• _EXERCISE DETAILS_
Everything from the line with "Pressing-analysis tagging request: spot the palm" through the end of the entries must be transcribed exactly; no other lines belong in the answer.

• _DATA FOR THE TASK_
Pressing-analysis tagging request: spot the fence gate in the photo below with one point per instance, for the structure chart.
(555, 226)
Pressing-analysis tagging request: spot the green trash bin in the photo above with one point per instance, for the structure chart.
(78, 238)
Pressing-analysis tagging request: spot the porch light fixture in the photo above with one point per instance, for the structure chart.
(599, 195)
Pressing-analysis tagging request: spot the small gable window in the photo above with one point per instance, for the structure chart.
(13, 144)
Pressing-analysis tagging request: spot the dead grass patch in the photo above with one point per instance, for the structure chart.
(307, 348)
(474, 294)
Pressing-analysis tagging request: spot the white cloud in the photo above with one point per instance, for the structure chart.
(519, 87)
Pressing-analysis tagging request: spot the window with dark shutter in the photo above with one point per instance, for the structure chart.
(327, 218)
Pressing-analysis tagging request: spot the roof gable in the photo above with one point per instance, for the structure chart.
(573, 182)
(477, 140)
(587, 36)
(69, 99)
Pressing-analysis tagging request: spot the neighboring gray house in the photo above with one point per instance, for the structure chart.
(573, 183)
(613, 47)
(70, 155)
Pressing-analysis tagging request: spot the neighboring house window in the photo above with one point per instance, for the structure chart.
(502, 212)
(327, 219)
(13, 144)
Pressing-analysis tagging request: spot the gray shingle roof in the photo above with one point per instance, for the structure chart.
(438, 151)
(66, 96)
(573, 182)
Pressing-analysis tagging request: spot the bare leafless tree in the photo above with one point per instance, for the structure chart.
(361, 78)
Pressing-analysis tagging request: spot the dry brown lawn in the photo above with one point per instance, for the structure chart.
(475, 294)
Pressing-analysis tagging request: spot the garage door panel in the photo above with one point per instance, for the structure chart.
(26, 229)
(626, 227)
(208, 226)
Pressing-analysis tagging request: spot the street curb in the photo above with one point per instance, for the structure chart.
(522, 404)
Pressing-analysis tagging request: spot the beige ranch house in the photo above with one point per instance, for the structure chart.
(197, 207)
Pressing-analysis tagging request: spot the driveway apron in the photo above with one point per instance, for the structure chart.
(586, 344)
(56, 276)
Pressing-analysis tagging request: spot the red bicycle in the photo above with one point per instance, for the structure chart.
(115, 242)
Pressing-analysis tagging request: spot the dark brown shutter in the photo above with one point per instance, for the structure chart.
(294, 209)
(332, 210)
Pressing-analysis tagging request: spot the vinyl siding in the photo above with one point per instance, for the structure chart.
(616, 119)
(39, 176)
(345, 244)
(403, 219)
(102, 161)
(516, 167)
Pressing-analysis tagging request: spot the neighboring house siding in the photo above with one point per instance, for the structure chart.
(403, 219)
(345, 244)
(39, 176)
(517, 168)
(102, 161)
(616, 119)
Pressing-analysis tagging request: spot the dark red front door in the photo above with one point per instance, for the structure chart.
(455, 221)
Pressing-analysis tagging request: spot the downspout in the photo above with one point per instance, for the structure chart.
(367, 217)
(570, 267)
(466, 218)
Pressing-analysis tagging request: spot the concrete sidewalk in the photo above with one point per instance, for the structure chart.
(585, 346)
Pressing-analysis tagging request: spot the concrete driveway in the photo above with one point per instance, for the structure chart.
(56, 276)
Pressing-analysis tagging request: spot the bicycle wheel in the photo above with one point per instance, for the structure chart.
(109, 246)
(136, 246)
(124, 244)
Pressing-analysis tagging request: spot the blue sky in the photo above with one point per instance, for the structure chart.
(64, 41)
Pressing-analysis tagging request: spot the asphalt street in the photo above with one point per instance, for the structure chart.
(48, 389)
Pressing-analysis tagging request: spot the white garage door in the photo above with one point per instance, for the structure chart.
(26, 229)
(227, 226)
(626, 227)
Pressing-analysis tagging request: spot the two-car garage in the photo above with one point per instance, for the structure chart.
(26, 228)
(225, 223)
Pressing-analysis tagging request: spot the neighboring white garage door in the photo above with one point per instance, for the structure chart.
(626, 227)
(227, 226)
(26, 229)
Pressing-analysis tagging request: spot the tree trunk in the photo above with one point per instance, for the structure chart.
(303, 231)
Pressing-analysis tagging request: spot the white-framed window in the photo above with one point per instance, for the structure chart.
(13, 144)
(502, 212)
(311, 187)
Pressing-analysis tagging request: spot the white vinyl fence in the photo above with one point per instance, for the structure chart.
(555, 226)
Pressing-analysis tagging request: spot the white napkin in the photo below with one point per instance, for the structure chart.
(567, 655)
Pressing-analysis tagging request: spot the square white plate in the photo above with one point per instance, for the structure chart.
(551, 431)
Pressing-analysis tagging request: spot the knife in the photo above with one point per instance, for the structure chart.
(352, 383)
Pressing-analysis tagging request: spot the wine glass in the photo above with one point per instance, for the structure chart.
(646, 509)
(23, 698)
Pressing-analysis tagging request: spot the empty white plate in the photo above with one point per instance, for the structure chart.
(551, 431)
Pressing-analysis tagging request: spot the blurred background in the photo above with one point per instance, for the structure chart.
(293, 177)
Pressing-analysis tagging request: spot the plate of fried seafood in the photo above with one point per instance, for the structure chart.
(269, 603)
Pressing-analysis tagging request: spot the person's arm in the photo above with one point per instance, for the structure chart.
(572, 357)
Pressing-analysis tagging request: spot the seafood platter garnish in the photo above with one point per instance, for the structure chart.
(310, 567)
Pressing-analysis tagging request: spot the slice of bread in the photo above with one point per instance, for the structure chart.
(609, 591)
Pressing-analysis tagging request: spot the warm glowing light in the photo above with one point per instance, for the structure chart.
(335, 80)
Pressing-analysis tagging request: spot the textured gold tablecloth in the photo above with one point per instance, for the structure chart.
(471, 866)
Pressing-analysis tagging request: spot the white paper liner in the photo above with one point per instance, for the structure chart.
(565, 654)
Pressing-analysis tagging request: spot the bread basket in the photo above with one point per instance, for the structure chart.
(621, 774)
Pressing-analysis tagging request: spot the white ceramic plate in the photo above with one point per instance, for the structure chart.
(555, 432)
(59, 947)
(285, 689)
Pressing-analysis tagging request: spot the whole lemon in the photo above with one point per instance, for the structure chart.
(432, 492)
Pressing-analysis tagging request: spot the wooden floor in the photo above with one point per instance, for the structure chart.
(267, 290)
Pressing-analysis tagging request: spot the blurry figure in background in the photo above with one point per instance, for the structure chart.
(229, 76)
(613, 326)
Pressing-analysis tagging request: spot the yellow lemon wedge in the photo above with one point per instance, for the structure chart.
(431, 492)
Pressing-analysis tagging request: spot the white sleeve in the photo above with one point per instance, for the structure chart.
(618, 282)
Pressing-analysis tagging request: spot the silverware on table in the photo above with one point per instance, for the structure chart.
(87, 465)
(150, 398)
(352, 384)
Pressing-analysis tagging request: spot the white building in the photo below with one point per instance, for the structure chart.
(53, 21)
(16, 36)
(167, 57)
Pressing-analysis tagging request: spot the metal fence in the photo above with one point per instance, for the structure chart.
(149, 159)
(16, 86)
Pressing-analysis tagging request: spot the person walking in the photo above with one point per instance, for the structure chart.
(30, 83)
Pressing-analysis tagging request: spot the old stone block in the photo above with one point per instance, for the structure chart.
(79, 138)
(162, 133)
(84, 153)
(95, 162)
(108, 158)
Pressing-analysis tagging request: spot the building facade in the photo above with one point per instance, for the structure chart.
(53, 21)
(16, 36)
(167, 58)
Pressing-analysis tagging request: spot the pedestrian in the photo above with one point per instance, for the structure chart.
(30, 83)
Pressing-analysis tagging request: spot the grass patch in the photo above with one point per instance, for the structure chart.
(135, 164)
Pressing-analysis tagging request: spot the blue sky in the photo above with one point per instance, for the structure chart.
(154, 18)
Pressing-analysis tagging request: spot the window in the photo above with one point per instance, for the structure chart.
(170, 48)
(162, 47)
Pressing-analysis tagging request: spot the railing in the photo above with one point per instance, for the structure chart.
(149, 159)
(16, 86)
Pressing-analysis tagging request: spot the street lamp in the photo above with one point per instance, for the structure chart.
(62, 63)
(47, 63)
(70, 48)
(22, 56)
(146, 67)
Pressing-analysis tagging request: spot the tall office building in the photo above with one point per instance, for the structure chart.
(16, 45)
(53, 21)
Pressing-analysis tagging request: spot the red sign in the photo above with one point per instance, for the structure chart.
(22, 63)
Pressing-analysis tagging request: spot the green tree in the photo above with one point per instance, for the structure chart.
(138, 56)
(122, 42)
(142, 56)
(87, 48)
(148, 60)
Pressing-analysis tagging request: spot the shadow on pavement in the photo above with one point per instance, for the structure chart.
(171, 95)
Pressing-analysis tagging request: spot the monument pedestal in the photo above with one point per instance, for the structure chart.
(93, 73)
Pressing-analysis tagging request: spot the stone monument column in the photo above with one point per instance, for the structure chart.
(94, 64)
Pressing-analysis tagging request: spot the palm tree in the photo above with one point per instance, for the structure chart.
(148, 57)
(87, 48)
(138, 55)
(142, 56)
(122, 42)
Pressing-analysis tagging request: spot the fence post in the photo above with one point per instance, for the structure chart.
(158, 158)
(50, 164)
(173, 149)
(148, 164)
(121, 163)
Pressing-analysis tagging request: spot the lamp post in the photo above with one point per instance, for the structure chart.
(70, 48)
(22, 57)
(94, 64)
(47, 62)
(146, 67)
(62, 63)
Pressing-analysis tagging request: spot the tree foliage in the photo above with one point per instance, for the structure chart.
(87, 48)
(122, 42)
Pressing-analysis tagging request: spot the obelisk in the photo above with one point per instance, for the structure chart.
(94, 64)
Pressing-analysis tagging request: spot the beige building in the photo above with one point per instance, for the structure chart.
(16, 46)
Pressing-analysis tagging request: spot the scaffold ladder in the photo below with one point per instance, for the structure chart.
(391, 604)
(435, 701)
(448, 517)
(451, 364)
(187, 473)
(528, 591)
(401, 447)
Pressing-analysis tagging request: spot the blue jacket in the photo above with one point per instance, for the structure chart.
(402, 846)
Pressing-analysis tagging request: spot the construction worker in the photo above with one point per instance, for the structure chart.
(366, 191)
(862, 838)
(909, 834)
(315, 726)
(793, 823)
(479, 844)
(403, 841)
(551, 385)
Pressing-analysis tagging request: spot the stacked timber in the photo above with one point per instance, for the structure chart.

• _YOUR SOLUTION_
Pressing-analysis tagging request: spot the palm tree in the photo above with one point per instance, for the structure chart.
(148, 57)
(87, 48)
(138, 55)
(142, 56)
(122, 42)
Pressing-analysis tagging request: spot the fence post in the photo above with one point per instance, for the structure chart.
(158, 158)
(50, 164)
(173, 149)
(148, 164)
(121, 163)
Pressing-analysis tagging request: spot the lamp post in the photo above with one point per instance, for the structure chart.
(70, 48)
(22, 57)
(94, 64)
(47, 62)
(146, 67)
(62, 63)
Pressing-analysis tagging request: spot the tree foliage in the photo above with one point per instance, for the structure chart.
(87, 48)
(122, 42)
Pressing-analysis tagging request: spot the obelisk in the photo above with one point per instance, for the structure chart.
(94, 64)
Pressing-analysis tagging request: spot the beige building in the photo above with one point per instance, for the structure chart.
(16, 46)
Pressing-analysis tagging request: spot the scaffold ladder in the photo below with one point per instance, for the structure chart.
(391, 604)
(435, 701)
(448, 517)
(451, 364)
(187, 473)
(528, 591)
(401, 447)
Pressing-analysis tagging request: spot the blue jacket in the photo above with one point per instance, for the structure chart.
(402, 846)
Pressing-analysis tagging request: spot the construction worker in the photo above with one point per instance, for the structure chart.
(366, 191)
(862, 838)
(909, 834)
(315, 726)
(793, 823)
(479, 844)
(403, 841)
(551, 385)
Pressing-analysis tagging request: spot the stacked timber in the photo above with one point per instance, for the structure chart.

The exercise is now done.